• **Exercise prompt**
Transcribe the data that follows. Match it character for character.

• **Information given**
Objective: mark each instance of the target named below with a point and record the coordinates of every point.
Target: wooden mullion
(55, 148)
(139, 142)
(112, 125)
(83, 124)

• **Response for this exercise**
Objective: mark each instance of the target named below with a point and record the coordinates of every point.
Target: wooden mullion
(55, 148)
(139, 142)
(112, 125)
(83, 124)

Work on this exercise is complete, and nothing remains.